--- start DATA EXCERPTS ---

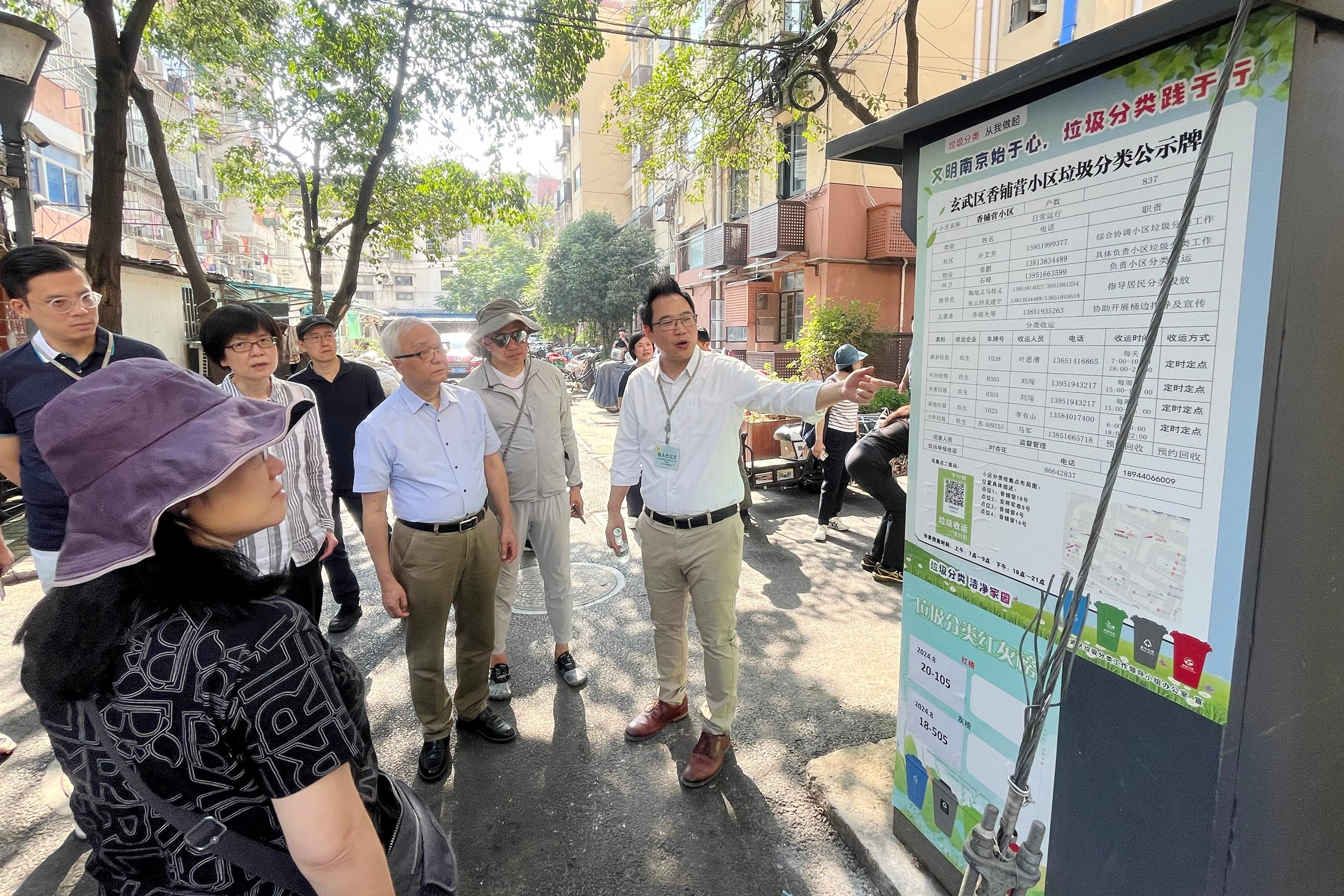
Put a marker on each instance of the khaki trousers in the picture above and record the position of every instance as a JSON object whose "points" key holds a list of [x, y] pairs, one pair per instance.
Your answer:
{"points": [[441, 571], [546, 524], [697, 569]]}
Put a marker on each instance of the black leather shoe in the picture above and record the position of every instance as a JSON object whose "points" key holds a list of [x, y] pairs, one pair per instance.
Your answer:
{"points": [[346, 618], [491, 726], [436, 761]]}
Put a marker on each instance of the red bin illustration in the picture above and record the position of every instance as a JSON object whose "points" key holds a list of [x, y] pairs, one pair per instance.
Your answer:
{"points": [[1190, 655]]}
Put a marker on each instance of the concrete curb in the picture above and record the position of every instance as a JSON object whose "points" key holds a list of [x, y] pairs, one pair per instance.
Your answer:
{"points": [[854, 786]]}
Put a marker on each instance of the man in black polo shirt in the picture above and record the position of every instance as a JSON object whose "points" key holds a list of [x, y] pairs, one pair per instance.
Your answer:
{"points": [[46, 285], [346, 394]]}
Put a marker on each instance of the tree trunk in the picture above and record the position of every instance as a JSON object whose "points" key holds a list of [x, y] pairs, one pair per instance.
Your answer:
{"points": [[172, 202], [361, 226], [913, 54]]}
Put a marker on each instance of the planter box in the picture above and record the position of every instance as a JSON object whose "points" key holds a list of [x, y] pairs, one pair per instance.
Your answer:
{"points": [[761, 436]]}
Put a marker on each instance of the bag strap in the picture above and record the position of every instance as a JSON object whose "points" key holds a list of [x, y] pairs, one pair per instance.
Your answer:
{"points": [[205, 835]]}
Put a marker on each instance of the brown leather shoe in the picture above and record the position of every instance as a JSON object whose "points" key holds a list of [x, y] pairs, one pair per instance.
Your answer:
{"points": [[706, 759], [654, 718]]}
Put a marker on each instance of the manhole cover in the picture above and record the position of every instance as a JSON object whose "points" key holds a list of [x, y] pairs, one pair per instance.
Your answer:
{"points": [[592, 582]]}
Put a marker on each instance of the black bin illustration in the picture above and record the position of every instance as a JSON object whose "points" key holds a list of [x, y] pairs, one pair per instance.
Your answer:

--- end DATA EXCERPTS ---

GIVEN TASK:
Without the pictures, print the records in full, exactly as they appear.

EXERCISE SOLUTION:
Put a marker on each instance of the khaki trousers in the picture above and record the position of every instance as a JSON object whose "points" key holds a list of [x, y] pairs, one pair per instance.
Your answer:
{"points": [[441, 571], [546, 524], [697, 569]]}
Put a marker on each instance of the black leather shoe in the picture above and record the position of every instance as a JSON object whose "points" key holds a list of [x, y] pairs, one pair per instance.
Your answer:
{"points": [[346, 618], [491, 726], [436, 761]]}
Put a marker on each instance of the red bin illustration in the picture above and record the position of every instance as a JSON object whose "points" key holds a list of [x, y] pairs, one pair per instance.
Your answer:
{"points": [[1190, 655]]}
Put a marker on each instance of the concrete curb in the picture above and record the position of every instance as a JSON object whose "points" key holds a list of [x, y] pairs, one pair per instance.
Your answer:
{"points": [[854, 786]]}
Put a marker on each instance of the man in black polo shirt in the picture above and record the position of every instance as a JSON object whose "points" key holds a list of [x, y] pairs, one pair per instance.
Your answer:
{"points": [[46, 285], [346, 394]]}
Put a marker on each instance of the tree trunk in the picture above and record the position of every instance as a JSON object whose "points" key holds a list of [x, y] pairs, one pair per instance.
Your answer:
{"points": [[172, 202], [361, 226], [913, 54]]}
Put a marker on each instance of the planter box in the picture above and record the position of every instance as a JSON object whose "points" key holds a list of [x, y] pairs, one pair per instance.
Your answer:
{"points": [[761, 436]]}
Put a marker on each instance of the bag strap in the picture above and record the position of every instance as a JSON object whose "points" key holds a list of [x, y] pairs, one pair per instance.
Your answer:
{"points": [[205, 835]]}
Put a marker on each instance of the brown leather shoe in the picture above and record the position of every instance as a JSON object whose "points" key holds a list of [x, y] pairs, one pair per instance.
Your answer:
{"points": [[706, 759], [654, 718]]}
Put a marker on each instance of the manhole cover in the picture above and record the position of every instance as a JSON object whose "points" key holds a list of [x, y] pairs, one pair per instance.
Your answer:
{"points": [[592, 582]]}
Put a marker on each instance of the black bin illustration in the picture above and record the position of every instance as a JSON object whose "points" key holds a list of [x, y] pairs, one pair per instance.
Your answer:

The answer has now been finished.